» ZITIERTER TEXT
+++
Auf dem Gemeindegebiet von Weiach liess die NOB im Hinblick darauf nicht weniger als vier Bahnwärterhäuschen errichten, welche nach dem Nummerierungsplan 1809 der kantonalen Gebäudeversicherung von Westen nach Osten die Nummern 148 bis 151 zugeteilt erhielten. Wo genau sie gestanden haben, ist bis auf eines nicht gesichert. Zuerst zu den drei «Unbekannten».

Abtransportiert. Umbenannt. Abgetragen.

Nr. 148 wurde bereits 1890 nach Frauenfeld «translociert», wie es 1891 im Lagerbuch der Gebäudeversicherung heisst. Damit enden die Einträge für dieses mit 700 Franken versicherte, zu 90 Prozent aus Holz bestehende Häuschen.

Nr. 149 muss nahe der Bahnstation gestanden haben, wie man aus dem Ortsvermerk im jüngeren der beiden im Gemeindearchiv Weiach verfügbaren Lagerbücher (PGA Weiach, IV.B.06.02) entnehmen kann. Dieses Häuschen war für 800 Franken assekuriert (ca. 41'000 Franken nach heutiger Kaufkraft, vgl. Historischer Lohnindex HLI von Swistoval.ch). Es bekam 1895 die Nummer 193 verpasst, wurde ab 1941 als «Wärterbude» bezeichnet und erhielt nach dem heute noch geltenden System 1955 die Nummer 692, was auf einen Standort am aufgehobenen Bahnübergang bei der heutigen Landi Weiach hinweist. Und auf der Siegfriedkarte von 1913 ist unmittelbar westlich davon tatsächlich ein kleines Gebäude eingezeichnet.
+++
» WAS ZU TUN IST
[A] Kannst du aus dem Text über die Weiacher Bahnwärterhäuschen die Stelle von „Abtransportiert. Umbenannt. Abgetragen.“ bis „Holz bestehende Häuschen.“ wortgetreu ausgeben?
[B] Wie geht der Text über die Bahnwärterhäuschen in Weiach weiter? Fahre im Anschluss an seinen letzten Satz damit fort.

(Datensätze aus einer Datenquelle)
+++
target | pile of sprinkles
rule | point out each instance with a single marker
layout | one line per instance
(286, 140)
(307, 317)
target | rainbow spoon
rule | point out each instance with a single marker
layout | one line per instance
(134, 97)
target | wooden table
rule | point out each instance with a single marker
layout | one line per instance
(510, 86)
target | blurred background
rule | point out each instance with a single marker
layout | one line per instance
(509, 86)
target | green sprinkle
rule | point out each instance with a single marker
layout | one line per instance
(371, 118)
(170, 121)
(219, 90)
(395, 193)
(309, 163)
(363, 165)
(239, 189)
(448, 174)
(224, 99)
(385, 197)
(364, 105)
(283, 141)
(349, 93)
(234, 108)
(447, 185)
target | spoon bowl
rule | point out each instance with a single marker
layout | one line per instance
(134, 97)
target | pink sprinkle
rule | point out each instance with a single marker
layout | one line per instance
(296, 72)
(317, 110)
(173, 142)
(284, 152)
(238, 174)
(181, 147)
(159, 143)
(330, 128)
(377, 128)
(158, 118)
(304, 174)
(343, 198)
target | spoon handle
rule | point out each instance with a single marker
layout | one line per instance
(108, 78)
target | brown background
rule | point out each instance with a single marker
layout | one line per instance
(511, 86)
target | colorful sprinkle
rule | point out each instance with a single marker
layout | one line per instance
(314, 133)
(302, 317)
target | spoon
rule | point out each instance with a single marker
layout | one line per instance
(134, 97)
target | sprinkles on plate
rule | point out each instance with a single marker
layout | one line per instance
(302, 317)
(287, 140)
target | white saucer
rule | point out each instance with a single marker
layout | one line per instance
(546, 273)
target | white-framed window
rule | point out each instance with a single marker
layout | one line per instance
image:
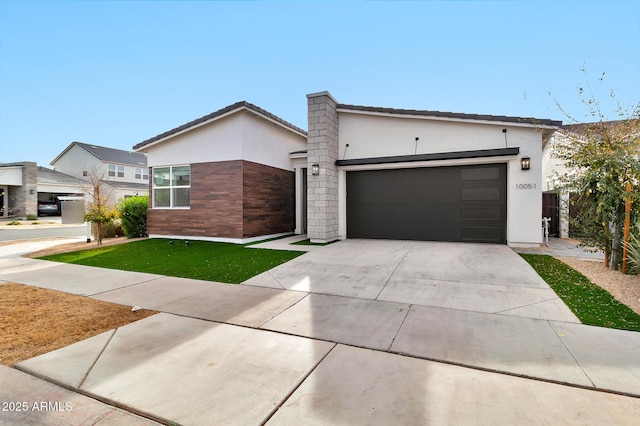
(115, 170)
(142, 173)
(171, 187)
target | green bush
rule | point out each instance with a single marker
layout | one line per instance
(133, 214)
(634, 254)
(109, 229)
+++
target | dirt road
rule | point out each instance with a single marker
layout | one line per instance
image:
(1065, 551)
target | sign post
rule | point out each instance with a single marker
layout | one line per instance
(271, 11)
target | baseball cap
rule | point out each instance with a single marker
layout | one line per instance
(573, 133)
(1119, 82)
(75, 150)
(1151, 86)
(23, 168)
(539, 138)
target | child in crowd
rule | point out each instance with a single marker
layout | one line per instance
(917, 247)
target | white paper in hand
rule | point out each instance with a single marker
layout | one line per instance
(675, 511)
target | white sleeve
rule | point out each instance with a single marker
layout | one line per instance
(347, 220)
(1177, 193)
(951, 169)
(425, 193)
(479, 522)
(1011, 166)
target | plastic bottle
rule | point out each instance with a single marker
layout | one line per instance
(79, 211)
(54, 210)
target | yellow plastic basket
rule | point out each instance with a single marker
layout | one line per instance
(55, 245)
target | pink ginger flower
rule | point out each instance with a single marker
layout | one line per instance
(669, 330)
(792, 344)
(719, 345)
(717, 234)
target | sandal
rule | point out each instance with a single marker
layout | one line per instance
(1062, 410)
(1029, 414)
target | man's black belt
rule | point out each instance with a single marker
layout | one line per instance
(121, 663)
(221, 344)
+++
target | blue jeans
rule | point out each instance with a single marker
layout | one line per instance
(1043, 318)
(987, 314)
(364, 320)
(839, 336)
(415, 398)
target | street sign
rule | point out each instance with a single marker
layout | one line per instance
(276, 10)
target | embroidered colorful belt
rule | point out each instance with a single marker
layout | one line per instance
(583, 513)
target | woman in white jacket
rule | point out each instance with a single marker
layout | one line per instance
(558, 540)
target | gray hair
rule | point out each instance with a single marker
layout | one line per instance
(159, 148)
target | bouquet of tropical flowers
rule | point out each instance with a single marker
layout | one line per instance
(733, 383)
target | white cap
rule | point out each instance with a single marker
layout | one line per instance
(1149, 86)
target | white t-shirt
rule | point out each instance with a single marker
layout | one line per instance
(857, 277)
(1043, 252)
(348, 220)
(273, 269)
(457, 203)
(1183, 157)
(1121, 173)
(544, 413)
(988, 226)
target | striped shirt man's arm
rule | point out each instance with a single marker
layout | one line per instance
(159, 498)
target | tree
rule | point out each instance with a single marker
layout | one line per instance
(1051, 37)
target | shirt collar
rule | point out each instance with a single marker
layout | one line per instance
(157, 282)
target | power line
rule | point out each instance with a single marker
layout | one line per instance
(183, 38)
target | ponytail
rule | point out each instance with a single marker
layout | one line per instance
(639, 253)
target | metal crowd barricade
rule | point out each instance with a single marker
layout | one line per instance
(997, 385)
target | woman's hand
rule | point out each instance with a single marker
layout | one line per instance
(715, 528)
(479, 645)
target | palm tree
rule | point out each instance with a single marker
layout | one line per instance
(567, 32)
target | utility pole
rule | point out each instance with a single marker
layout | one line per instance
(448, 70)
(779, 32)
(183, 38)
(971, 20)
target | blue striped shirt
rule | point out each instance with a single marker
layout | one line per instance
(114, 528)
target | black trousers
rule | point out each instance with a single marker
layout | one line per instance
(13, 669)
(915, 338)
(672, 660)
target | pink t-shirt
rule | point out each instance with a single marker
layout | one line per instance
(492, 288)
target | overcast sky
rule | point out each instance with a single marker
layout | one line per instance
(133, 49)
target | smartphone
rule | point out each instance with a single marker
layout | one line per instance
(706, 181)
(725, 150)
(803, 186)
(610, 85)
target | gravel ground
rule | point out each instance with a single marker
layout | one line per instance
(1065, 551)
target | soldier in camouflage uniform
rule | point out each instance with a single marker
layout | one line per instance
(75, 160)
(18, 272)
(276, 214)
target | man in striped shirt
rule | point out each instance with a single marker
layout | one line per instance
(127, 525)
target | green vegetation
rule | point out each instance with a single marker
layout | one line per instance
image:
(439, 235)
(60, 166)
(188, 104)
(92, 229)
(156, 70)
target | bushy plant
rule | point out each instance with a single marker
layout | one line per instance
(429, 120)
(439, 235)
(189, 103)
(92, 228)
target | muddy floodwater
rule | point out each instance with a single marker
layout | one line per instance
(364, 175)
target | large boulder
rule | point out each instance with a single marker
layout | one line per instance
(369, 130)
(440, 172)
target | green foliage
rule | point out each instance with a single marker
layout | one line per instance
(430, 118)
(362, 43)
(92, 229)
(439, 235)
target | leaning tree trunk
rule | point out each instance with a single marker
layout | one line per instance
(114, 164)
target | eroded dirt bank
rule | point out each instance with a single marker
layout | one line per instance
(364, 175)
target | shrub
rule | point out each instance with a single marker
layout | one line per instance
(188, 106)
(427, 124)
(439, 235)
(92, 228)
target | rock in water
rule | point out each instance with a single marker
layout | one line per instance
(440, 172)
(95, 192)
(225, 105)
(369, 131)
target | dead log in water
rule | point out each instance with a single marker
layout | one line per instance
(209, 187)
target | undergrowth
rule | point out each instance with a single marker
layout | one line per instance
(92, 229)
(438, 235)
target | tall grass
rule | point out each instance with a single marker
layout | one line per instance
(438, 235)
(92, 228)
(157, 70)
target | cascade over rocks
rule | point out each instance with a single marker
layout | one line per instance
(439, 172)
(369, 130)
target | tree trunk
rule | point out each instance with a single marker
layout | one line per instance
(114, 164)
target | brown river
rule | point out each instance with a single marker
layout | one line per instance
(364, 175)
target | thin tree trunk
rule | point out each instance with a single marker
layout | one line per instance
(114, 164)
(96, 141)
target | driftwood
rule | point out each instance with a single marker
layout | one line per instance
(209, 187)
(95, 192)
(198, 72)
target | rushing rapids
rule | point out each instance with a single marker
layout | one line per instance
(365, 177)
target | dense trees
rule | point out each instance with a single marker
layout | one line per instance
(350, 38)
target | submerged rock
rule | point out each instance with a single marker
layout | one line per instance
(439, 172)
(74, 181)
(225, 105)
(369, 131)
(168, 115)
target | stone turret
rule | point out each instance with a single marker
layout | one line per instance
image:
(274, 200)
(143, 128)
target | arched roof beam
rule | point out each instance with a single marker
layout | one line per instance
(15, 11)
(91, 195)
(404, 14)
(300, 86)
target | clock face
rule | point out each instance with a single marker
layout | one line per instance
+++
» ERGEBNISSE DER REIHE
[A]
Abtransportiert. Umbenannt. Abgetragen.

Nr. 148 wurde bereits 1890 nach Frauenfeld «translociert», wie es 1891 im Lagerbuch der Gebäudeversicherung heisst. Damit enden die Einträge für dieses mit 700 Franken versicherte, zu 90 Prozent aus Holz bestehende Häuschen.

[B]
Nr. 151 war das östlichste Wärterhäuschen. Bei der Umnummerierung 1895 erhielt es die Nr. 195 und die Ortsbezeichnung «Hard». 1907 wird im Lagerbuch vermerkt, dass die neue Eigentümerin (seit 1902 die Schweizerischen Bundesbahnen) diese Baute «abgetragen» hat.

Nein, die US-Luftwaffe hat das Bahnwärterhäuschen nicht zerstört

Nr. 150 (1895: Nr. 194 und 1955: Nr. 151) hat am längsten ausgehalten, rund 115 Jahre. Wo doch im 2. Weltkrieg die Zeitungen landesweit bereits sein feuriges Ableben vermeldet hatten. Nahe diesem Bahnwärterhaus ist nämlich am 9. September 1944 ein Eisenbahnzug von amerikanischen Jagdflugzeugen angegriffen und in Brand geschossen worden. Besonders aus dem Bahnhofquartier sah es so aus, wie wenn auch das Bahnwärterhaus brennen würde, was dann selbst von offiziellen Armeestellen verbreitet wurde (vgl. WeiachBlog Nr. 1852). 

Laut Bericht im «Wehnthaler» (vgl. Aussage Knecht in Weiacher Geschichte(n) Nr. 41, S. 86) waren in zehn Metern Entfernung Geschosseinschläge auf der Zufahrtsstrasse (Feldweg Richtung Stubengraben) zu erkennen. Das Bahnwärterhaus selber blieb fast unversehrt. Bis auf eine zerschlagene Fensterscheibe wegen eines durch Geschosseinwirkung weggeschleuderten Steins sei ihm nichts passiert.

Die nachstehende über das ETH-Bildarchiv (ba.e-pics.ethz.ch) öffentlich zugängliche Fotografie des Wärterhäuschens auf der Höh datiert vierzig Jahre später:


Die Aufnahme wurde von Dieter Enz im Oktober 1984 geschossen und ist Teil einer Reportage der Comet Photo AG mit 34 Bildern.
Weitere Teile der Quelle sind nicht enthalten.